*** Records shown ***
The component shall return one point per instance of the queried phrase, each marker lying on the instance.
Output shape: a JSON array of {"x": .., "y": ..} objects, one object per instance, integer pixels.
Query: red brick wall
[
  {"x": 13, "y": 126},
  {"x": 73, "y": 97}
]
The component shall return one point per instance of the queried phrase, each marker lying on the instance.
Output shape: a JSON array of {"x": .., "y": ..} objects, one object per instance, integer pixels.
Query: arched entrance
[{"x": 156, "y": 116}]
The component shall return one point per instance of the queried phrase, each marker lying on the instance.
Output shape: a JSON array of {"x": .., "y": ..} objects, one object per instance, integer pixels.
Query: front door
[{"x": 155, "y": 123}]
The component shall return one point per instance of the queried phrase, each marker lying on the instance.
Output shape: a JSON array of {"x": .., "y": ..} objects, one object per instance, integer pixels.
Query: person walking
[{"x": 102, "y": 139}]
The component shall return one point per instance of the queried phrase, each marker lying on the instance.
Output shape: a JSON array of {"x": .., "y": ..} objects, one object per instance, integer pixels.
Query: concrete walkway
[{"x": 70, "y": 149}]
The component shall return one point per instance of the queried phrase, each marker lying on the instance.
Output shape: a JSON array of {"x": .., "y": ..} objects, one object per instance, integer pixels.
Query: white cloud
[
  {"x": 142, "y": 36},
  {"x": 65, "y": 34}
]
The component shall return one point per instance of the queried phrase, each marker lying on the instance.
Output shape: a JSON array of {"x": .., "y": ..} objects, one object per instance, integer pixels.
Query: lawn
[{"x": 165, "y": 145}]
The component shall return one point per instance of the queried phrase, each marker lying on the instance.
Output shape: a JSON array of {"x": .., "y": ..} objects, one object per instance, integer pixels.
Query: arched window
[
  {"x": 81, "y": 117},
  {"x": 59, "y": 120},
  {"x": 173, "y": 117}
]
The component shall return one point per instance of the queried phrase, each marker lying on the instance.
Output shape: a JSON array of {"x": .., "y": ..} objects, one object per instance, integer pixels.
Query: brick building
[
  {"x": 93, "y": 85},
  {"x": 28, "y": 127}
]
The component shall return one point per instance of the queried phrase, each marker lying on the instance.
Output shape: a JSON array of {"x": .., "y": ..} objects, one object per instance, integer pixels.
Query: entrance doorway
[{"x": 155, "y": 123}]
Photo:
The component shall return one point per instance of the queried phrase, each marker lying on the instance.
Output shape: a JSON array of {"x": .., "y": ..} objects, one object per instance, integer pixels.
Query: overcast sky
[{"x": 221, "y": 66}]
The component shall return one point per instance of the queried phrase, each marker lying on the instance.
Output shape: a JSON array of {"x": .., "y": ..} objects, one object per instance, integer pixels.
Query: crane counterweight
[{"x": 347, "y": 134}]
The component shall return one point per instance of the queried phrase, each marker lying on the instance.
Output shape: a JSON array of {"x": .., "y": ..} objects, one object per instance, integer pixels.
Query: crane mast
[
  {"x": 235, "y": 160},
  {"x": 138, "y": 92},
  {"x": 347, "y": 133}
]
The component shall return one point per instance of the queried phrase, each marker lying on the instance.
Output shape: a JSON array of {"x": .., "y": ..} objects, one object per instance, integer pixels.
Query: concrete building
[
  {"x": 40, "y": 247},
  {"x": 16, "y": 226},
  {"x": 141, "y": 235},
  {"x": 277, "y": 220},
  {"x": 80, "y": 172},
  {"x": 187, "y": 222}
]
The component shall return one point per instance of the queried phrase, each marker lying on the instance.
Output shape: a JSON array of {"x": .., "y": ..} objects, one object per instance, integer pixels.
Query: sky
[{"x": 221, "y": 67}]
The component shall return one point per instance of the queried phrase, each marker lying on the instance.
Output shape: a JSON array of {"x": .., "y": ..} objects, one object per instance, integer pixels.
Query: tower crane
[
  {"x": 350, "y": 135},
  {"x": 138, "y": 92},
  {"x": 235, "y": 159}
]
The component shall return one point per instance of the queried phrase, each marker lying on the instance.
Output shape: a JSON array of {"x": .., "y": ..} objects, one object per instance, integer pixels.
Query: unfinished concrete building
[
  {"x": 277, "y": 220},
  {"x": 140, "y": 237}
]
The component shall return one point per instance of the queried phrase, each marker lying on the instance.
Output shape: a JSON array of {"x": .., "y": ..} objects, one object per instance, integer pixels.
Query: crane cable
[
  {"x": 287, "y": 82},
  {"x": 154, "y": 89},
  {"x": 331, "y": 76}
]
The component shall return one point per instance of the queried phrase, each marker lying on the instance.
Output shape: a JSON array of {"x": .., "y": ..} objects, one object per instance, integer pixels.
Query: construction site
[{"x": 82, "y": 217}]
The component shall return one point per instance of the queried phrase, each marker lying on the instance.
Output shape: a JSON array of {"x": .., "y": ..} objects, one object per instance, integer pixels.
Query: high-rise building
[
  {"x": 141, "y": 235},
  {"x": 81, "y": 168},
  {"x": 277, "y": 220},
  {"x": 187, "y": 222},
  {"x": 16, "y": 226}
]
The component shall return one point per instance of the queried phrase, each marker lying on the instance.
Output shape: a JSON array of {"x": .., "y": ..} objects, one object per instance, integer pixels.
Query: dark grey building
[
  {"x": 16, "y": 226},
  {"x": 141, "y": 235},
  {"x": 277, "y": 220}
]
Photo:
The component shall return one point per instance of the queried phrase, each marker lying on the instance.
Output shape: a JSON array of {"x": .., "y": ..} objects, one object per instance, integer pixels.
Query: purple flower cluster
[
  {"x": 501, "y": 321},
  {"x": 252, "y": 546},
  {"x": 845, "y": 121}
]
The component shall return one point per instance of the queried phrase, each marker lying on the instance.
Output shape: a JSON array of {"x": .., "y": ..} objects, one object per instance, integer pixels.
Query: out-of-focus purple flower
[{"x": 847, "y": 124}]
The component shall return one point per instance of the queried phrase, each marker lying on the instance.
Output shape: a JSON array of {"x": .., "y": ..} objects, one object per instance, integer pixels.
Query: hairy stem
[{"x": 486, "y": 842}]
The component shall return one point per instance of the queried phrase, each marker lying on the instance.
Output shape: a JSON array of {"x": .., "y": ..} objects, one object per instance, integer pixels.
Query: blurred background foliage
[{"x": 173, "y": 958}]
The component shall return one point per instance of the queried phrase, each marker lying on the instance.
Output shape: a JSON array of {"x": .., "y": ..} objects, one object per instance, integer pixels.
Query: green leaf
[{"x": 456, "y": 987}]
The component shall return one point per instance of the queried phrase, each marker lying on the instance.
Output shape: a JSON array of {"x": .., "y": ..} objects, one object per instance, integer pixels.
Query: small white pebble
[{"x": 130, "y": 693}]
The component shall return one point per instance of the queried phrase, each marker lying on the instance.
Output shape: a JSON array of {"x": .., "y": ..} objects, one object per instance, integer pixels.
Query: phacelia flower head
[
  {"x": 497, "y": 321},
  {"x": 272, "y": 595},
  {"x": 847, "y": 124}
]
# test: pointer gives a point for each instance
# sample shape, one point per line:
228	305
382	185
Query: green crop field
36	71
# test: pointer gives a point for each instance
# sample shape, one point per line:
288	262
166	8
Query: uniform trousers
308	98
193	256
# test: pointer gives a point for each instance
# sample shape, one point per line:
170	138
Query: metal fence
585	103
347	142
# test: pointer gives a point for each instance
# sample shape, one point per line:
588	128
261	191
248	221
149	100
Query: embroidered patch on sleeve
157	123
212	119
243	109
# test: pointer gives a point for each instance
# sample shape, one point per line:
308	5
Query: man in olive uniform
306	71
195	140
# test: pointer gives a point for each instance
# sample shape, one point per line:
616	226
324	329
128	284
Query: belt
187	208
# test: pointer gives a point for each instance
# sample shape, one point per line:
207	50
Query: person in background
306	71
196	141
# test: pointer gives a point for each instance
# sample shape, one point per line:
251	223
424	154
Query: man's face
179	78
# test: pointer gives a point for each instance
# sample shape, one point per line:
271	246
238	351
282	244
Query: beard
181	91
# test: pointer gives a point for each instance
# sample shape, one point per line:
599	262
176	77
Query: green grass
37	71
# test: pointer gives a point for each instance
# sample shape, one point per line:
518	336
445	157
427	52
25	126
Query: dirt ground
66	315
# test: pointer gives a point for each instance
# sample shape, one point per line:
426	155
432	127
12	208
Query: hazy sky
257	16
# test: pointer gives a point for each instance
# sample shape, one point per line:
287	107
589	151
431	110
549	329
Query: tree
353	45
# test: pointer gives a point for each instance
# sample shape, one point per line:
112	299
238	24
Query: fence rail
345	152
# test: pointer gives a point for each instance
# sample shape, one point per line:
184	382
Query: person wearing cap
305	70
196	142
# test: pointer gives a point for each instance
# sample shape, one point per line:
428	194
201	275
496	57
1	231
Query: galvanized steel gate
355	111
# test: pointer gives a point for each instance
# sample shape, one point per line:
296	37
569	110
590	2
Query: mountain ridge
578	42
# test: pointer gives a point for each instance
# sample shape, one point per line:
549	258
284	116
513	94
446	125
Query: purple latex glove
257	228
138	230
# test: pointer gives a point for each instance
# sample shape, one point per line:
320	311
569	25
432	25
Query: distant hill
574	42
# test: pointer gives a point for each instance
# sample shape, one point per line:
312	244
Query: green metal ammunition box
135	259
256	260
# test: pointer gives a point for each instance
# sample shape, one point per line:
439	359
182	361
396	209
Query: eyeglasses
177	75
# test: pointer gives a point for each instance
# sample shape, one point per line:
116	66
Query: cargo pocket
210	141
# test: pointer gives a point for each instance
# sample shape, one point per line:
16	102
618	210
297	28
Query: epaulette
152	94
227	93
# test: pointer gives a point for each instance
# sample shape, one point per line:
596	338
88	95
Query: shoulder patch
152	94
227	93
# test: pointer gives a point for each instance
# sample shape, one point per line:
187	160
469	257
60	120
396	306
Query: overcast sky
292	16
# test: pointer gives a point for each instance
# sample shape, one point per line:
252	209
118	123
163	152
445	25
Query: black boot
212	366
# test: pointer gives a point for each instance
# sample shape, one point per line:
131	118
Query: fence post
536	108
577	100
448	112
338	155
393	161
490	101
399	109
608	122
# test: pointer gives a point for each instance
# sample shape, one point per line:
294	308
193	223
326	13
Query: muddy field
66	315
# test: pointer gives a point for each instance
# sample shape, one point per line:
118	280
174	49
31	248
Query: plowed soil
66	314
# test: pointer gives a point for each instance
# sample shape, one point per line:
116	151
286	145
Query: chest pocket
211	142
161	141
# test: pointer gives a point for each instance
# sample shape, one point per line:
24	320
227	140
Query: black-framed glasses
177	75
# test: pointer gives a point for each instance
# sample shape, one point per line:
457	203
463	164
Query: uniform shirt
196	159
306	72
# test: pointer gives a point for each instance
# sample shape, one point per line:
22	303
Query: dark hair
*** End of Records shown ***
* **Activity**: Output these and nothing else: the lines from the one holding "Query: uniform shirt" through the final line of the entries above, exactly as they appear.

* **Task solution**:
Query: uniform shirt
196	159
306	72
# test: pointer gives a point for each instance
# sample shape, one point per line:
22	303
Query: dark hair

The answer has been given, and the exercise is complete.